Théologie Systématique – V. et VI. La Morale Chrétienne

2e Section
Définition de la science morale en général

Selon que l’ordre moral est conçu comme réel ou comme idéal, que le droit est opposé ou identifié au fait, que la loi morale est distinguée de la loi physique ou assimilée à elle, la science dont l’objet est le fait moral est conçue à des points de vue opposés ; car il y a partout une corrélation intime entre une certaine conception de l’objet d’une science et la nature de cette science elle-même. Cette corrélation est plus évidente encore dans les rapports de la science morale et du fait moral.

A une conception réaliste et empirique du fait moral correspondra donc la conception de la science morale comme d’une science descriptive.

Schleiermacher va nous en fournir la preuve :

« Elle (la science morale) devra être l’exposé de la communion avec Dieu, conditionnée par la communion avec Christ le Rédempteur, pour autant que cette communion est le motif de toutes les actions du chrétien. Elle ne pourra être qu’une description de la manière d’agir qui procède de la domination de la conscience religieuse et chrétienne du moi.g »

gDie christliche Sitte. p. 32, 33.

==============================

**CONSIGNE 1**
Reproduisez à l'identique les lignes des enregistrements, en partant de la toute première et en allant jusqu'à la ligne contenant "[528,268,571,320]", celle-ci comprise.

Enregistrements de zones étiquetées

==============================

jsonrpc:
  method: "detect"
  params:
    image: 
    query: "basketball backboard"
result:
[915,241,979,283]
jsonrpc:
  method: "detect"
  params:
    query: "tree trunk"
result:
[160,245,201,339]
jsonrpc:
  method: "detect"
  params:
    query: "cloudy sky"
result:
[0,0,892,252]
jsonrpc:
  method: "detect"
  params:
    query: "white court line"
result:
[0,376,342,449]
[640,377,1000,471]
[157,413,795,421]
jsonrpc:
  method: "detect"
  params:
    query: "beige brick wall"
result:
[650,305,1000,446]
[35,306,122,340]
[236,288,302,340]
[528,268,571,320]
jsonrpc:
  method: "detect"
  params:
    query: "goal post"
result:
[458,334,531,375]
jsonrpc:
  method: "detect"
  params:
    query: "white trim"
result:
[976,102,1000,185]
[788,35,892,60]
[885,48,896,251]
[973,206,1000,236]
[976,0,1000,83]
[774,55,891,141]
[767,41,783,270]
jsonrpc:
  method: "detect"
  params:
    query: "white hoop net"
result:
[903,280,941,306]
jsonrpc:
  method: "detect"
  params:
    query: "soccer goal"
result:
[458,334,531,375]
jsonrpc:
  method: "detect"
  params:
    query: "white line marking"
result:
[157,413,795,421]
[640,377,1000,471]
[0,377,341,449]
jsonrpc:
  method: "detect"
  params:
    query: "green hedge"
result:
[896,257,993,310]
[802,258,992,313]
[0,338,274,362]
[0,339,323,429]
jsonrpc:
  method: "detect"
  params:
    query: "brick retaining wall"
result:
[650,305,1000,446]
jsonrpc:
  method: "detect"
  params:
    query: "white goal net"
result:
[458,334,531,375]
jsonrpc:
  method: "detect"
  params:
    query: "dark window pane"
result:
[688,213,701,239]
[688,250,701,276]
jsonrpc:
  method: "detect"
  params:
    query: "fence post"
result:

==============================

**CONSIGNE 2**
Recopiez fidèlement l'extrait du passage sur la science morale qui commence à "A une conception" et se poursuit jusqu'à "Sitte. p. 32, 33." inclus.

**RÉPONSE 1**
jsonrpc:
  method: "detect"
  params:
    image: 
    query: "basketball backboard"
result:
[915,241,979,283]
jsonrpc:
  method: "detect"
  params:
    query: "tree trunk"
result:
[160,245,201,339]
jsonrpc:
  method: "detect"
  params:
    query: "cloudy sky"
result:
[0,0,892,252]
jsonrpc:
  method: "detect"
  params:
    query: "white court line"
result:
[0,376,342,449]
[640,377,1000,471]
[157,413,795,421]
jsonrpc:
  method: "detect"
  params:
    query: "beige brick wall"
result:
[650,305,1000,446]
[35,306,122,340]
[236,288,302,340]
[528,268,571,320]

**RÉPONSE 2**
A une conception réaliste et empirique du fait moral correspondra donc la conception de la science morale comme d’une science descriptive.

Schleiermacher va nous en fournir la preuve :

« Elle (la science morale) devra être l’exposé de la communion avec Dieu, conditionnée par la communion avec Christ le Rédempteur, pour autant que cette communion est le motif de toutes les actions du chrétien. Elle ne pourra être qu’une description de la manière d’agir qui procède de la domination de la conscience religieuse et chrétienne du moi.g »

gDie christliche Sitte. p. 32, 33.